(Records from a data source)
┄┄┄┄┄┄

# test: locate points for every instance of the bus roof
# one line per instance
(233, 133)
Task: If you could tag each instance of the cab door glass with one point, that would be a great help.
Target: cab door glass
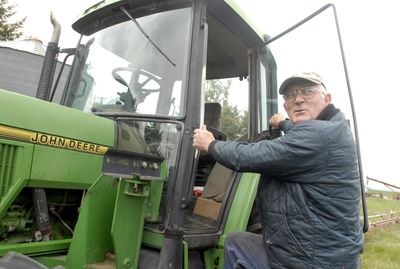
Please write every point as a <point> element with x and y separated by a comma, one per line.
<point>311,47</point>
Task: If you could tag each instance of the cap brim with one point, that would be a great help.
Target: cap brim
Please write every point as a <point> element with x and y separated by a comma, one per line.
<point>292,80</point>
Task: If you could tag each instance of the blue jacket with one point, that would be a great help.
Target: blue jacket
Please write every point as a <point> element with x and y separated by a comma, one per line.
<point>308,195</point>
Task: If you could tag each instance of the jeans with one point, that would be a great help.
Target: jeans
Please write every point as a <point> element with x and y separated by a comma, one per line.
<point>245,250</point>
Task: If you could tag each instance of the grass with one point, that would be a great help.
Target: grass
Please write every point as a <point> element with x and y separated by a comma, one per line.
<point>382,246</point>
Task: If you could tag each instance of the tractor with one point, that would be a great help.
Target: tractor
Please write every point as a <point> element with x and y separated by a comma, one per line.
<point>107,176</point>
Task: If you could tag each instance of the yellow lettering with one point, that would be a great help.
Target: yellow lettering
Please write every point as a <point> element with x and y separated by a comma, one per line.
<point>35,138</point>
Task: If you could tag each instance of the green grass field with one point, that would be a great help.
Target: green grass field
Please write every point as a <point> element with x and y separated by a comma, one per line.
<point>382,246</point>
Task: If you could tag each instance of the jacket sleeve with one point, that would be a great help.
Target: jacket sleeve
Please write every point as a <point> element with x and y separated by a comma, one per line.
<point>301,148</point>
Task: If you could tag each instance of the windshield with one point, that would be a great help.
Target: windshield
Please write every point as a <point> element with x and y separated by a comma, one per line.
<point>119,69</point>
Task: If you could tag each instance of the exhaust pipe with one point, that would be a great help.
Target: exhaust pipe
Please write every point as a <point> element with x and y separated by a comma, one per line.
<point>43,92</point>
<point>49,64</point>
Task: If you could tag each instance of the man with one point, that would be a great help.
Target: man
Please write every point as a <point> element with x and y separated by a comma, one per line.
<point>309,188</point>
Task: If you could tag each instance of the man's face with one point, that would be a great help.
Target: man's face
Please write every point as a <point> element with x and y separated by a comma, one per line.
<point>306,107</point>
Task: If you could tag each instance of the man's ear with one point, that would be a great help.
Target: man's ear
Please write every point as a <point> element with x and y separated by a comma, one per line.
<point>284,106</point>
<point>327,98</point>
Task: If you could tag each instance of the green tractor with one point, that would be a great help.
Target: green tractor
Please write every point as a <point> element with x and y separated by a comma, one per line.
<point>108,178</point>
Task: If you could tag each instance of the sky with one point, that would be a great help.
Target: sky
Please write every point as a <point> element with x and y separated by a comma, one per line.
<point>371,44</point>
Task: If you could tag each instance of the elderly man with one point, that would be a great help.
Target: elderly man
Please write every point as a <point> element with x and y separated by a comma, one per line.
<point>308,194</point>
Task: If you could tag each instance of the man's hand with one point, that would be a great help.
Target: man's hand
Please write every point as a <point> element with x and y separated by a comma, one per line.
<point>202,138</point>
<point>276,119</point>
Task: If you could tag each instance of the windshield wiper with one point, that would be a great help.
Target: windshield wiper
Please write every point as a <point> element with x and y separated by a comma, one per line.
<point>123,9</point>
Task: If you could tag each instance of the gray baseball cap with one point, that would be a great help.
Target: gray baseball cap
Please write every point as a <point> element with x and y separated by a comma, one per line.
<point>296,78</point>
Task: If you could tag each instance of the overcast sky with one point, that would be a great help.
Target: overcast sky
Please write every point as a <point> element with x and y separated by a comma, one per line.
<point>371,41</point>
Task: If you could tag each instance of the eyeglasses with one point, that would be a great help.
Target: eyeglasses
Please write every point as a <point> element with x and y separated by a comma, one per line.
<point>306,92</point>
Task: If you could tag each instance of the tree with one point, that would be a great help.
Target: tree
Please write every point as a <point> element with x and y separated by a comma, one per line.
<point>233,122</point>
<point>9,31</point>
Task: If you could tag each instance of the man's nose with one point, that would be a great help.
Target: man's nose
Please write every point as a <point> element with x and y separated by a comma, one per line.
<point>298,98</point>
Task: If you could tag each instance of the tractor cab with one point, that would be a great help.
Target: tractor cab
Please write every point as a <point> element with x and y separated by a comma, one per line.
<point>147,66</point>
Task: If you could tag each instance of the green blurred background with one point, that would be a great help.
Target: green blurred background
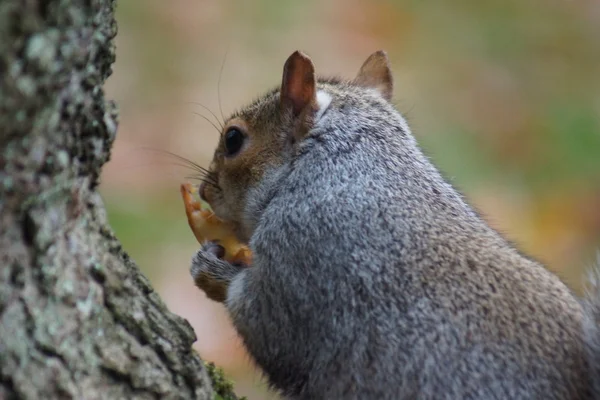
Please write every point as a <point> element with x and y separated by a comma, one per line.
<point>504,96</point>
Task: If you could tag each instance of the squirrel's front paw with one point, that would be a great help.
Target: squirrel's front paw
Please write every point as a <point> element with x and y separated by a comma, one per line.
<point>211,273</point>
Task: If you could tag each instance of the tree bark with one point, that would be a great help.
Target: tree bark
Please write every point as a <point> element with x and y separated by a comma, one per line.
<point>77,319</point>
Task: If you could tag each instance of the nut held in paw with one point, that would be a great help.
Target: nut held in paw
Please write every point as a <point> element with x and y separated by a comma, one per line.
<point>206,226</point>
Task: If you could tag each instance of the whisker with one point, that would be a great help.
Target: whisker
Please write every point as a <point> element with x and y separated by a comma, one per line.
<point>208,120</point>
<point>209,110</point>
<point>219,83</point>
<point>201,179</point>
<point>187,162</point>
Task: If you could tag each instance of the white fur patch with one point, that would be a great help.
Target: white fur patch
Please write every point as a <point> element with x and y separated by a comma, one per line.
<point>235,292</point>
<point>323,100</point>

┄┄┄┄┄┄

Aim of the exercise =
Each line above where the word "tractor" occurs should be returned in full.

Written response =
Task: If you could tag each instance of the tractor with one point, that would be a great help.
Target: tractor
Task: If you could tag each instance of the green tractor with one point, that would be a great help.
Target: green tractor
Task: If you could tag each instance of the tractor cab with one point, that would be a great help.
Target: tractor cab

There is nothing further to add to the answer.